* Start *
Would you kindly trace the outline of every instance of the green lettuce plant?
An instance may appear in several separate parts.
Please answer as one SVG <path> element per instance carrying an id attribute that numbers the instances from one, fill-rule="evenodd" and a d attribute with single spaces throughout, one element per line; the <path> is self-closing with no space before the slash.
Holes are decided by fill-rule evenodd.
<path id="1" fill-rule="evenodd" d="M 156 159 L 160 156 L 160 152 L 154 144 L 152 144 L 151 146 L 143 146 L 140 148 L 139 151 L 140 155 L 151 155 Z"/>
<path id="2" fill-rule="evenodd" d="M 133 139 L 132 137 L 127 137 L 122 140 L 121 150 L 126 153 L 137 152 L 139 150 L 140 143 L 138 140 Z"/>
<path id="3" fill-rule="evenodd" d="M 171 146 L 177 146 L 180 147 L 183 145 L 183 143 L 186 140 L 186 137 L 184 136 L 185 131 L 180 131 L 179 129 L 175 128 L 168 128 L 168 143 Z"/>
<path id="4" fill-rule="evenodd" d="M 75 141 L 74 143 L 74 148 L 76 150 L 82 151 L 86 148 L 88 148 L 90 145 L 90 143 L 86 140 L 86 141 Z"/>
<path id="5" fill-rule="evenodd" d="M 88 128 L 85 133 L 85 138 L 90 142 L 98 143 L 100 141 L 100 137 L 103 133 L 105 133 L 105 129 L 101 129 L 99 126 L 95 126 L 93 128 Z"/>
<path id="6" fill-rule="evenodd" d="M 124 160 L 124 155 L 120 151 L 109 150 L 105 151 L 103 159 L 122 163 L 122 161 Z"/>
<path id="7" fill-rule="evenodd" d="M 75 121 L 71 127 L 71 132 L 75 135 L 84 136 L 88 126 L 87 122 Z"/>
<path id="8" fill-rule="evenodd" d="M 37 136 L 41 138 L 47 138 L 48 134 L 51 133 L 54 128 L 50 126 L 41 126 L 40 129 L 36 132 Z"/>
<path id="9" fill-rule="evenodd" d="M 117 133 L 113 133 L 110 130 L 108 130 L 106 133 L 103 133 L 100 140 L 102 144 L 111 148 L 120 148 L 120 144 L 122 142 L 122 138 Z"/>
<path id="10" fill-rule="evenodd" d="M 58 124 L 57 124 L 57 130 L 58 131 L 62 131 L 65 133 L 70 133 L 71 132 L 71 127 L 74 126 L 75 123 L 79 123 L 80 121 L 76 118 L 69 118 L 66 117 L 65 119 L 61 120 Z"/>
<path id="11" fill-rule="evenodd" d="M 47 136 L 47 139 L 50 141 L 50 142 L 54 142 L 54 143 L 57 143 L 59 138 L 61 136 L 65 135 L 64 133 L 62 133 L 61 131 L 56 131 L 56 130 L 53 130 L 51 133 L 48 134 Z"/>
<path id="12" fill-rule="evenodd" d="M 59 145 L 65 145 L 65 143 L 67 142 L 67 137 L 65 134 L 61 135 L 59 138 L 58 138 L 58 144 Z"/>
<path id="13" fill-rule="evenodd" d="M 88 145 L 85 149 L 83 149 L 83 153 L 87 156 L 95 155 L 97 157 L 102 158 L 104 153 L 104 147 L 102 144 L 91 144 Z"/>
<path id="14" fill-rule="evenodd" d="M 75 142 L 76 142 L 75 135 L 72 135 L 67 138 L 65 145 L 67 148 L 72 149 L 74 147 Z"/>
* End *
> _Challenge_
Please present all of the data above as a numbered list, one line per item, and leave out any blank lines.

> _Task response_
1. Would you kindly trace the outline of every instance of the green lettuce plant?
2. An instance may appear in several separate parts.
3. Please answer as one SVG <path> element per instance carrying an id attribute that numbers the instances from one, fill-rule="evenodd" and a d attribute with single spaces throughout, one element per line; the <path> is self-closing with no space before the slash.
4. Holes are decided by fill-rule evenodd.
5. <path id="1" fill-rule="evenodd" d="M 156 159 L 160 156 L 160 152 L 154 144 L 152 144 L 151 146 L 143 146 L 140 148 L 139 151 L 140 155 L 151 155 Z"/>
6. <path id="2" fill-rule="evenodd" d="M 133 139 L 132 137 L 127 137 L 122 140 L 121 150 L 126 153 L 137 152 L 139 150 L 140 143 L 138 140 Z"/>
7. <path id="3" fill-rule="evenodd" d="M 171 146 L 177 146 L 180 147 L 183 145 L 183 143 L 186 140 L 186 137 L 184 136 L 185 131 L 180 131 L 179 129 L 175 128 L 168 128 L 168 143 Z"/>
8. <path id="4" fill-rule="evenodd" d="M 75 141 L 74 143 L 74 148 L 76 150 L 82 151 L 86 148 L 88 148 L 90 145 L 90 143 L 86 140 L 86 141 Z"/>
9. <path id="5" fill-rule="evenodd" d="M 88 128 L 85 133 L 85 138 L 90 142 L 98 143 L 100 141 L 100 137 L 103 133 L 105 133 L 105 129 L 101 129 L 99 126 L 95 126 L 93 128 Z"/>
10. <path id="6" fill-rule="evenodd" d="M 124 160 L 124 155 L 120 151 L 109 150 L 105 151 L 103 159 L 122 163 L 122 161 Z"/>
11. <path id="7" fill-rule="evenodd" d="M 75 121 L 71 127 L 71 132 L 75 135 L 84 136 L 88 126 L 87 122 Z"/>
12. <path id="8" fill-rule="evenodd" d="M 37 136 L 41 138 L 47 138 L 48 134 L 51 133 L 54 128 L 50 126 L 41 126 L 40 129 L 36 132 Z"/>
13. <path id="9" fill-rule="evenodd" d="M 117 133 L 113 133 L 110 130 L 108 130 L 106 133 L 103 133 L 100 140 L 102 144 L 111 148 L 120 148 L 120 144 L 122 142 L 122 138 Z"/>
14. <path id="10" fill-rule="evenodd" d="M 58 124 L 57 124 L 57 130 L 58 131 L 62 131 L 65 133 L 70 133 L 71 132 L 71 127 L 74 126 L 75 123 L 79 123 L 80 121 L 76 118 L 69 118 L 66 117 L 65 119 L 61 120 Z"/>
15. <path id="11" fill-rule="evenodd" d="M 47 136 L 47 139 L 50 141 L 50 142 L 54 142 L 54 143 L 57 143 L 59 138 L 61 136 L 65 135 L 64 133 L 62 133 L 61 131 L 56 131 L 56 130 L 53 130 L 51 133 L 48 134 Z"/>
16. <path id="12" fill-rule="evenodd" d="M 59 145 L 65 145 L 65 143 L 67 142 L 67 137 L 65 134 L 61 135 L 59 138 L 58 138 L 58 144 Z"/>
17. <path id="13" fill-rule="evenodd" d="M 88 145 L 85 149 L 83 149 L 83 153 L 87 156 L 95 155 L 97 157 L 102 158 L 104 153 L 104 147 L 102 144 L 91 144 Z"/>
18. <path id="14" fill-rule="evenodd" d="M 75 142 L 76 142 L 75 135 L 72 135 L 67 138 L 65 145 L 67 148 L 72 149 L 74 147 Z"/>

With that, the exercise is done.